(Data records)
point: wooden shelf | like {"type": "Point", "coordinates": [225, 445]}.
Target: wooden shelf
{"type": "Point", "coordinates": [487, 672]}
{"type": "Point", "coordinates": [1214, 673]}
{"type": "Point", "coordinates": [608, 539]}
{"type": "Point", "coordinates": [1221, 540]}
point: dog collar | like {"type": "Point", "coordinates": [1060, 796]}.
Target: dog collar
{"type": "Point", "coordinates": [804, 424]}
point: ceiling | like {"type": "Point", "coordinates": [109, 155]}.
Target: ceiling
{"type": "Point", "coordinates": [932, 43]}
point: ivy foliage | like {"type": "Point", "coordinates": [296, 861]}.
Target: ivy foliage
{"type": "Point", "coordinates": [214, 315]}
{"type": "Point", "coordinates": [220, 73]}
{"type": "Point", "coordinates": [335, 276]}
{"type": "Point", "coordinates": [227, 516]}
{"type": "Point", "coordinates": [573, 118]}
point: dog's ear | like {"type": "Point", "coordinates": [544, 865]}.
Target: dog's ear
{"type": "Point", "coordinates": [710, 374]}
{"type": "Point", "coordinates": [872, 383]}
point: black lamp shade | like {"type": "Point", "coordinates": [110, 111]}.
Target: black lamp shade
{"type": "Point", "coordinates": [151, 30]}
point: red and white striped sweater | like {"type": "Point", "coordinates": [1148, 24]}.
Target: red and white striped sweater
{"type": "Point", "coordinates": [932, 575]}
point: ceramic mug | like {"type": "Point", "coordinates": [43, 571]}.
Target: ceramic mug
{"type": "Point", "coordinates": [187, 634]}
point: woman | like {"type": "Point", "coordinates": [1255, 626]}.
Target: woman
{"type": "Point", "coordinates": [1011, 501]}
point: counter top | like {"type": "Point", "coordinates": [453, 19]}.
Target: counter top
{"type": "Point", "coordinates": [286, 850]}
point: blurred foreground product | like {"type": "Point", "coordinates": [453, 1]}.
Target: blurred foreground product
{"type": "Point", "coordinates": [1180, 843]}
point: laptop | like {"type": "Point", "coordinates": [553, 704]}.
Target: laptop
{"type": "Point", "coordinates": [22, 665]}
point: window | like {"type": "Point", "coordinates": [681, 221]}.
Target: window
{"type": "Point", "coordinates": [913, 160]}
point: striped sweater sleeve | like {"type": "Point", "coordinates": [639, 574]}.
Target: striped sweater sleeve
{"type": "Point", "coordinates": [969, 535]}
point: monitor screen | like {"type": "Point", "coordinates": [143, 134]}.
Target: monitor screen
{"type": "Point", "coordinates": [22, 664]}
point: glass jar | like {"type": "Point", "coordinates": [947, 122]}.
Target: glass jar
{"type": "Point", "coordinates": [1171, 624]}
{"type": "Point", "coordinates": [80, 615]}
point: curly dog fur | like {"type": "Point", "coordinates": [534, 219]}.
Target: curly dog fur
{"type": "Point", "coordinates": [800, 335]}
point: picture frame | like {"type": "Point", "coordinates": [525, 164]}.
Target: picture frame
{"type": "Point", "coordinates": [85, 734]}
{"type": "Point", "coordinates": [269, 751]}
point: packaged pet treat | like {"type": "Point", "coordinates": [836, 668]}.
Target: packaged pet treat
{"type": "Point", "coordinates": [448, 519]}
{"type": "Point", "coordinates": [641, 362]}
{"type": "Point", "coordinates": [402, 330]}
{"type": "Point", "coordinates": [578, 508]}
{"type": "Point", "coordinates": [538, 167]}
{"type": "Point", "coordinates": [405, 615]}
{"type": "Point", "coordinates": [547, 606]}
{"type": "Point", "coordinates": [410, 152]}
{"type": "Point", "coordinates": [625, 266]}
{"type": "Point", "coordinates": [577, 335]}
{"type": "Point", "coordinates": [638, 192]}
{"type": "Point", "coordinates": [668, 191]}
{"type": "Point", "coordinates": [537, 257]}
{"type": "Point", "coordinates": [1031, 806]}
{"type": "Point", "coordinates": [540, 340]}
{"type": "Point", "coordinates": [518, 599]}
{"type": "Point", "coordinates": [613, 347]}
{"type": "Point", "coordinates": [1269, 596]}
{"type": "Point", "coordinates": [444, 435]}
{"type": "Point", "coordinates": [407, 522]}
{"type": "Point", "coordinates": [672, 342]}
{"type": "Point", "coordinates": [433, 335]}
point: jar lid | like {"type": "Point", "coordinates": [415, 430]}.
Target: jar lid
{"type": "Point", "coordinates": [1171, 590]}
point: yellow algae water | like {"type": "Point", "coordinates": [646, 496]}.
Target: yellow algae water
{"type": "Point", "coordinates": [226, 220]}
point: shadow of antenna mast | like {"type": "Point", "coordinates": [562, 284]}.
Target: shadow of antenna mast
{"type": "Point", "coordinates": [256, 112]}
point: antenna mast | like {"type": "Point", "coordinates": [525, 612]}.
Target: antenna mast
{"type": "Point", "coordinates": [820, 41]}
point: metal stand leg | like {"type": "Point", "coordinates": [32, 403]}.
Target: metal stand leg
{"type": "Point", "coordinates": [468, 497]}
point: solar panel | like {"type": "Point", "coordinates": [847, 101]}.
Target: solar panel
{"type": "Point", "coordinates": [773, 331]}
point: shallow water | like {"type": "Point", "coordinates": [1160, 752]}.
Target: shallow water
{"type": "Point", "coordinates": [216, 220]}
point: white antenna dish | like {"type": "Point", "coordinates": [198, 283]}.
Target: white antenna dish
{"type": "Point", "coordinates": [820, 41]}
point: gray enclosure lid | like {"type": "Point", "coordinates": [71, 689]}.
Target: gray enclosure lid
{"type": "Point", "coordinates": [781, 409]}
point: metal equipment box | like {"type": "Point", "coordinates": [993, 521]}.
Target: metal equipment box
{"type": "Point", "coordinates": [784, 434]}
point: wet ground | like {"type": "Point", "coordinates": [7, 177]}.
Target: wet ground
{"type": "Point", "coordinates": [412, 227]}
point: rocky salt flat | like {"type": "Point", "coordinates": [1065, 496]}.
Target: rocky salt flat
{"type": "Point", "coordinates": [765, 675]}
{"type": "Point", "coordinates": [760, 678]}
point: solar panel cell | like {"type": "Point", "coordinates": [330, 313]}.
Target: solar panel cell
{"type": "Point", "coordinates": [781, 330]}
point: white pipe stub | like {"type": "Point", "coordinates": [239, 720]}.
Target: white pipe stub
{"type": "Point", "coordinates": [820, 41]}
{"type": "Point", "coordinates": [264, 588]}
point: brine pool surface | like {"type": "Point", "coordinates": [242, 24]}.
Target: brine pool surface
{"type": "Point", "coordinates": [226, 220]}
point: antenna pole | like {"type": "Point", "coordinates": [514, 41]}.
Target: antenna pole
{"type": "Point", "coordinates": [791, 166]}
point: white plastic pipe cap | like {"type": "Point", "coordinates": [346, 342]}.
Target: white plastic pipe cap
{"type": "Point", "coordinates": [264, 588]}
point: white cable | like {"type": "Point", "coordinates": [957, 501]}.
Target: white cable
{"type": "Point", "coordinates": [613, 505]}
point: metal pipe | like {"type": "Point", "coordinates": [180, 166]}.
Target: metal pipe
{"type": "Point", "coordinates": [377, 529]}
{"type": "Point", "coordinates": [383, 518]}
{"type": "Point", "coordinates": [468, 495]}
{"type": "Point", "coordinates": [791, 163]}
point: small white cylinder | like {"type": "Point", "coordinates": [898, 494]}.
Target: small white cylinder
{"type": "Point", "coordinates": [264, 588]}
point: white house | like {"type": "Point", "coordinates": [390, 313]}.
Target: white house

= STATED TASK =
Output every line of the rows above as a JSON list of strings, one string per line, leaving out blank lines.

= FINAL ANSWER =
[
  "point: wooden shelf | like {\"type\": \"Point\", \"coordinates\": [225, 445]}.",
  "Target: wooden shelf",
  "{\"type\": \"Point\", \"coordinates\": [487, 672]}",
  "{\"type\": \"Point\", \"coordinates\": [1214, 673]}",
  "{\"type\": \"Point\", \"coordinates\": [608, 539]}",
  "{\"type\": \"Point\", \"coordinates\": [1221, 540]}",
  "point: dog collar | like {\"type\": \"Point\", \"coordinates\": [1060, 796]}.",
  "Target: dog collar",
  "{\"type\": \"Point\", \"coordinates\": [804, 424]}",
  "point: ceiling | like {\"type\": \"Point\", \"coordinates\": [109, 155]}.",
  "Target: ceiling",
  "{\"type\": \"Point\", \"coordinates\": [932, 43]}",
  "point: ivy foliage | like {\"type\": \"Point\", \"coordinates\": [296, 861]}.",
  "Target: ivy foliage",
  "{\"type\": \"Point\", \"coordinates\": [214, 315]}",
  "{\"type\": \"Point\", \"coordinates\": [220, 73]}",
  "{\"type\": \"Point\", \"coordinates\": [335, 276]}",
  "{\"type\": \"Point\", \"coordinates\": [227, 516]}",
  "{\"type\": \"Point\", \"coordinates\": [573, 118]}",
  "point: dog's ear | like {\"type\": \"Point\", \"coordinates\": [544, 865]}.",
  "Target: dog's ear",
  "{\"type\": \"Point\", \"coordinates\": [710, 374]}",
  "{\"type\": \"Point\", \"coordinates\": [872, 383]}",
  "point: black lamp shade | like {\"type\": \"Point\", \"coordinates\": [110, 111]}.",
  "Target: black lamp shade",
  "{\"type\": \"Point\", \"coordinates\": [151, 30]}",
  "point: red and white striped sweater | like {\"type\": \"Point\", \"coordinates\": [1148, 24]}.",
  "Target: red and white striped sweater",
  "{\"type\": \"Point\", \"coordinates\": [932, 575]}",
  "point: ceramic mug | like {\"type\": \"Point\", \"coordinates\": [43, 571]}.",
  "Target: ceramic mug",
  "{\"type\": \"Point\", \"coordinates\": [187, 634]}",
  "point: woman | like {\"type\": \"Point\", \"coordinates\": [1255, 626]}.",
  "Target: woman",
  "{\"type\": \"Point\", \"coordinates\": [1011, 501]}",
  "point: counter top | like {\"type\": \"Point\", \"coordinates\": [453, 19]}.",
  "Target: counter top",
  "{\"type\": \"Point\", \"coordinates\": [286, 850]}",
  "point: blurred foreground product | like {\"type\": \"Point\", \"coordinates\": [453, 1]}.",
  "Target: blurred foreground product",
  "{\"type\": \"Point\", \"coordinates\": [1180, 843]}",
  "point: laptop | like {\"type\": \"Point\", \"coordinates\": [553, 704]}.",
  "Target: laptop",
  "{\"type\": \"Point\", \"coordinates\": [22, 665]}",
  "point: window | like {\"type\": \"Point\", \"coordinates\": [681, 221]}.",
  "Target: window",
  "{\"type\": \"Point\", \"coordinates\": [913, 160]}",
  "point: striped sweater sleeve | like {\"type\": \"Point\", \"coordinates\": [639, 574]}.",
  "Target: striped sweater sleeve",
  "{\"type\": \"Point\", \"coordinates\": [969, 535]}",
  "point: monitor screen | like {\"type\": \"Point\", \"coordinates\": [143, 134]}.",
  "Target: monitor screen",
  "{\"type\": \"Point\", \"coordinates\": [22, 664]}",
  "point: glass jar | like {\"type\": \"Point\", \"coordinates\": [947, 122]}.",
  "Target: glass jar",
  "{\"type\": \"Point\", \"coordinates\": [1171, 624]}",
  "{\"type\": \"Point\", \"coordinates\": [80, 615]}",
  "point: curly dog fur | like {\"type\": \"Point\", \"coordinates\": [534, 219]}.",
  "Target: curly dog fur",
  "{\"type\": \"Point\", \"coordinates\": [800, 335]}",
  "point: picture frame | like {\"type\": \"Point\", \"coordinates\": [525, 164]}.",
  "Target: picture frame",
  "{\"type\": \"Point\", \"coordinates\": [85, 734]}",
  "{\"type\": \"Point\", \"coordinates\": [269, 751]}",
  "point: packaged pet treat | like {\"type\": \"Point\", \"coordinates\": [836, 668]}.",
  "Target: packaged pet treat",
  "{\"type\": \"Point\", \"coordinates\": [448, 519]}",
  "{\"type\": \"Point\", \"coordinates\": [641, 362]}",
  "{\"type\": \"Point\", \"coordinates\": [402, 330]}",
  "{\"type\": \"Point\", \"coordinates\": [578, 508]}",
  "{\"type\": \"Point\", \"coordinates\": [538, 167]}",
  "{\"type\": \"Point\", \"coordinates\": [405, 615]}",
  "{\"type\": \"Point\", \"coordinates\": [547, 606]}",
  "{\"type\": \"Point\", \"coordinates\": [410, 152]}",
  "{\"type\": \"Point\", \"coordinates\": [625, 266]}",
  "{\"type\": \"Point\", \"coordinates\": [577, 335]}",
  "{\"type\": \"Point\", \"coordinates\": [638, 192]}",
  "{\"type\": \"Point\", \"coordinates\": [668, 191]}",
  "{\"type\": \"Point\", \"coordinates\": [537, 257]}",
  "{\"type\": \"Point\", \"coordinates\": [1031, 806]}",
  "{\"type\": \"Point\", \"coordinates\": [540, 340]}",
  "{\"type\": \"Point\", \"coordinates\": [518, 599]}",
  "{\"type\": \"Point\", \"coordinates\": [613, 347]}",
  "{\"type\": \"Point\", \"coordinates\": [1269, 596]}",
  "{\"type\": \"Point\", \"coordinates\": [444, 435]}",
  "{\"type\": \"Point\", \"coordinates\": [407, 522]}",
  "{\"type\": \"Point\", \"coordinates\": [672, 342]}",
  "{\"type\": \"Point\", \"coordinates\": [433, 335]}",
  "point: jar lid | like {\"type\": \"Point\", \"coordinates\": [415, 430]}.",
  "Target: jar lid",
  "{\"type\": \"Point\", \"coordinates\": [1171, 590]}",
  "point: yellow algae water | like {\"type\": \"Point\", \"coordinates\": [646, 496]}.",
  "Target: yellow algae water",
  "{\"type\": \"Point\", \"coordinates\": [226, 220]}",
  "point: shadow of antenna mast | like {\"type\": \"Point\", \"coordinates\": [562, 284]}.",
  "Target: shadow of antenna mast",
  "{\"type\": \"Point\", \"coordinates\": [256, 112]}",
  "point: antenna mast | like {\"type\": \"Point\", \"coordinates\": [525, 612]}.",
  "Target: antenna mast",
  "{\"type\": \"Point\", \"coordinates\": [820, 41]}",
  "point: metal stand leg | like {\"type\": \"Point\", \"coordinates\": [32, 403]}.",
  "Target: metal stand leg",
  "{\"type\": \"Point\", \"coordinates\": [468, 497]}",
  "point: solar panel | like {\"type\": \"Point\", \"coordinates\": [847, 101]}.",
  "Target: solar panel",
  "{\"type\": \"Point\", \"coordinates\": [773, 331]}",
  "point: shallow water | like {\"type\": \"Point\", \"coordinates\": [1160, 752]}.",
  "Target: shallow water",
  "{\"type\": \"Point\", \"coordinates\": [216, 220]}",
  "point: white antenna dish | like {\"type\": \"Point\", \"coordinates\": [198, 283]}.",
  "Target: white antenna dish",
  "{\"type\": \"Point\", \"coordinates\": [820, 41]}",
  "point: gray enclosure lid | like {\"type\": \"Point\", \"coordinates\": [71, 689]}.",
  "Target: gray enclosure lid",
  "{\"type\": \"Point\", \"coordinates\": [781, 409]}",
  "point: metal equipment box | like {\"type\": \"Point\", \"coordinates\": [993, 521]}.",
  "Target: metal equipment box",
  "{\"type\": \"Point\", \"coordinates\": [784, 434]}",
  "point: wet ground | like {\"type\": \"Point\", \"coordinates\": [7, 177]}.",
  "Target: wet ground",
  "{\"type\": \"Point\", \"coordinates\": [412, 227]}",
  "point: rocky salt flat | like {\"type\": \"Point\", \"coordinates\": [1065, 496]}.",
  "Target: rocky salt flat",
  "{\"type\": \"Point\", \"coordinates\": [765, 675]}",
  "{\"type\": \"Point\", \"coordinates\": [760, 678]}",
  "point: solar panel cell | like {\"type\": \"Point\", \"coordinates\": [330, 313]}.",
  "Target: solar panel cell",
  "{\"type\": \"Point\", \"coordinates\": [781, 330]}",
  "point: white pipe stub | like {\"type\": \"Point\", \"coordinates\": [239, 720]}.",
  "Target: white pipe stub",
  "{\"type\": \"Point\", \"coordinates\": [820, 41]}",
  "{\"type\": \"Point\", \"coordinates\": [264, 588]}",
  "point: brine pool surface | like {\"type\": \"Point\", \"coordinates\": [242, 24]}.",
  "Target: brine pool surface",
  "{\"type\": \"Point\", \"coordinates\": [226, 220]}",
  "point: antenna pole | like {\"type\": \"Point\", \"coordinates\": [514, 41]}.",
  "Target: antenna pole",
  "{\"type\": \"Point\", \"coordinates\": [791, 166]}",
  "point: white plastic pipe cap | like {\"type\": \"Point\", \"coordinates\": [346, 342]}.",
  "Target: white plastic pipe cap",
  "{\"type\": \"Point\", \"coordinates\": [264, 588]}",
  "point: white cable | like {\"type\": \"Point\", \"coordinates\": [957, 501]}.",
  "Target: white cable",
  "{\"type\": \"Point\", \"coordinates\": [613, 505]}",
  "point: metal pipe | like {\"type\": \"Point\", \"coordinates\": [180, 166]}.",
  "Target: metal pipe",
  "{\"type\": \"Point\", \"coordinates\": [377, 529]}",
  "{\"type\": \"Point\", \"coordinates\": [383, 518]}",
  "{\"type\": \"Point\", \"coordinates\": [468, 495]}",
  "{\"type\": \"Point\", \"coordinates\": [791, 163]}",
  "point: small white cylinder | like {\"type\": \"Point\", \"coordinates\": [898, 494]}.",
  "Target: small white cylinder",
  "{\"type\": \"Point\", \"coordinates\": [264, 588]}",
  "point: white house | like {\"type\": \"Point\", \"coordinates\": [390, 313]}.",
  "Target: white house"
]